#### Work request:
Every record should be copied exactly, except that pictures are to be omitted.

#### Source records:
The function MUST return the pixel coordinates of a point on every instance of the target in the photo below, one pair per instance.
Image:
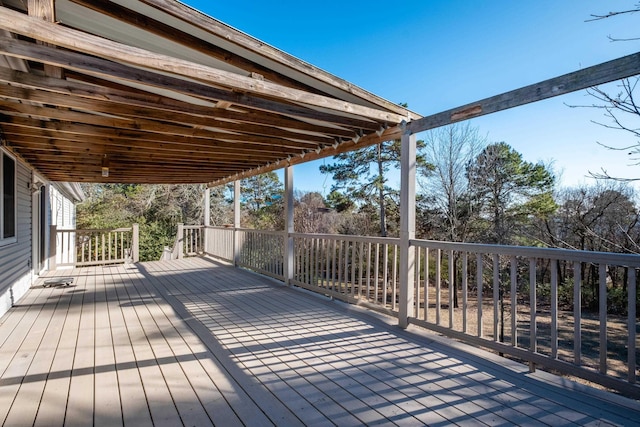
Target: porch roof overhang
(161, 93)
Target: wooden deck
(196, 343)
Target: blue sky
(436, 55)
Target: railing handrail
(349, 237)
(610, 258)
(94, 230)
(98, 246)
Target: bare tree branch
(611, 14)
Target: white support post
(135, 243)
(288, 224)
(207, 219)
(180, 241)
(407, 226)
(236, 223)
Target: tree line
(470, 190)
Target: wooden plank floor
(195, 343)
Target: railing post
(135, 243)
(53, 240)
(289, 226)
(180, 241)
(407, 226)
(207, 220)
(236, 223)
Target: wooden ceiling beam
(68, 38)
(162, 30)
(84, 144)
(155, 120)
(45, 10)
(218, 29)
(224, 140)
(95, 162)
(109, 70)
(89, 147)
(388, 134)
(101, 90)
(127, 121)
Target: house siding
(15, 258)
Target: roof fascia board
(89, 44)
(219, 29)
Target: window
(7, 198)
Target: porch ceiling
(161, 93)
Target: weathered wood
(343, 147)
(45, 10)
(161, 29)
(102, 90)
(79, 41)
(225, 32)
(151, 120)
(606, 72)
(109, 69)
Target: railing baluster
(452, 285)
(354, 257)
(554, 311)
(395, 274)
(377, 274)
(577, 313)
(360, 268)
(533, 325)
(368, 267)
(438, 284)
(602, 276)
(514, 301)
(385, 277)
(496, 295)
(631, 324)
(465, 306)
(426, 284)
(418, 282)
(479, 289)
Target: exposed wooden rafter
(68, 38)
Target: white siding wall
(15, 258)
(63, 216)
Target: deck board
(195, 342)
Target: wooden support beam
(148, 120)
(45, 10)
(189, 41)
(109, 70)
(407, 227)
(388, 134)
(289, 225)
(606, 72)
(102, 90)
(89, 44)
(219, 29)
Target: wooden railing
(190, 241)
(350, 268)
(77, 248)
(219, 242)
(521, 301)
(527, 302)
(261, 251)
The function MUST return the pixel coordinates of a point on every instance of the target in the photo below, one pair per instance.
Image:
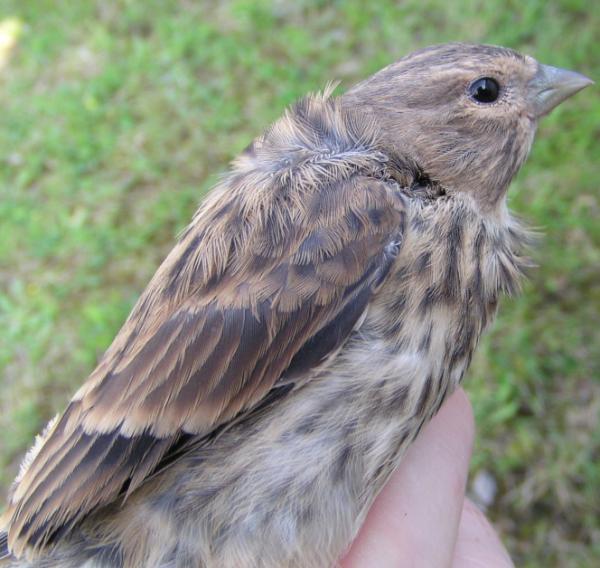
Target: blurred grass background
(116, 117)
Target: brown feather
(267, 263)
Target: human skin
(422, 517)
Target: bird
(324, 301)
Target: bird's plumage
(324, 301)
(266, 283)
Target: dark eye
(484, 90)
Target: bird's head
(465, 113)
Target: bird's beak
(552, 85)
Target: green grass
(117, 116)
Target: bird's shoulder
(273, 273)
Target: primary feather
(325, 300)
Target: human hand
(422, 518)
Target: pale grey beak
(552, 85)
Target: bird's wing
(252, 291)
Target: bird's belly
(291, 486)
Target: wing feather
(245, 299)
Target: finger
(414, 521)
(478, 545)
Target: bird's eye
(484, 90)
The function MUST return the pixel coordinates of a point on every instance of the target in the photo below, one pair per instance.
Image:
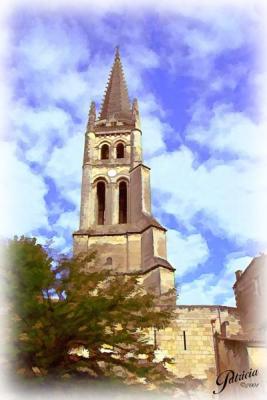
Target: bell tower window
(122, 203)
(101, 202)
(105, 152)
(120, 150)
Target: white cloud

#### Solution:
The function MUST return the pixel coordinates of a point on every instance of the target in the photo below, one pair per instance.
Image:
Target: porch roof overhang
(161, 93)
Target: wooden deck
(196, 343)
Target: blue sky
(436, 55)
Target: railing handrail
(349, 237)
(610, 258)
(94, 230)
(98, 246)
Target: bare tree branch
(611, 14)
Target: white support post
(135, 243)
(288, 224)
(207, 219)
(180, 241)
(407, 226)
(236, 223)
Target: tree line
(470, 190)
Target: wooden plank floor
(195, 343)
Target: railing post
(135, 243)
(53, 240)
(289, 226)
(180, 241)
(407, 226)
(207, 220)
(236, 223)
Target: wooden ceiling beam
(68, 38)
(162, 30)
(84, 144)
(155, 120)
(45, 10)
(218, 29)
(224, 140)
(95, 162)
(109, 70)
(89, 147)
(388, 134)
(101, 90)
(127, 121)
Target: house siding
(15, 258)
Target: roof fascia board
(89, 44)
(219, 29)
Target: window
(7, 198)
Target: porch ceiling
(161, 93)
Target: weathered wood
(343, 147)
(45, 10)
(161, 29)
(102, 90)
(79, 41)
(225, 32)
(151, 120)
(606, 72)
(109, 69)
Target: railing baluster
(452, 285)
(354, 257)
(554, 311)
(395, 274)
(377, 274)
(577, 313)
(360, 268)
(533, 325)
(368, 267)
(438, 284)
(602, 276)
(514, 301)
(385, 277)
(496, 295)
(631, 324)
(465, 306)
(426, 284)
(418, 282)
(479, 289)
Target: exposed wooden rafter
(68, 38)
Target: white siding wall
(15, 258)
(63, 216)
Target: deck board
(195, 342)
Target: wooden support beam
(148, 120)
(45, 10)
(189, 41)
(109, 70)
(407, 227)
(388, 134)
(289, 225)
(606, 72)
(102, 90)
(89, 44)
(219, 29)
Target: wooden railing
(190, 241)
(350, 268)
(77, 248)
(219, 242)
(521, 301)
(527, 302)
(261, 251)
The function MUST return the pixel coordinates of a point on every instance of the target in the photo below, one pair per instance.
Image:
Target: blurred grass background
(116, 117)
Target: brown feather
(267, 263)
Target: human skin
(422, 517)
Target: bird
(324, 301)
Target: bird's plumage
(324, 301)
(266, 283)
Target: dark eye
(484, 90)
Target: bird's head
(465, 113)
Target: bird's beak
(552, 85)
Target: green grass
(117, 116)
Target: bird's shoulder
(273, 273)
Target: primary feather
(325, 300)
Target: human hand
(422, 518)
Target: pale grey beak
(552, 85)
Target: bird's wing
(252, 291)
Target: bird's belly
(291, 486)
Target: wing feather
(245, 299)
Target: finger
(414, 521)
(478, 545)
Target: bird's eye
(484, 90)
The function MUST return the pixel coordinates of a point on every instance of the target in the photo below, one pair per instance.
Image:
Target: bell tower window
(122, 203)
(101, 202)
(105, 152)
(120, 150)
Target: white cloud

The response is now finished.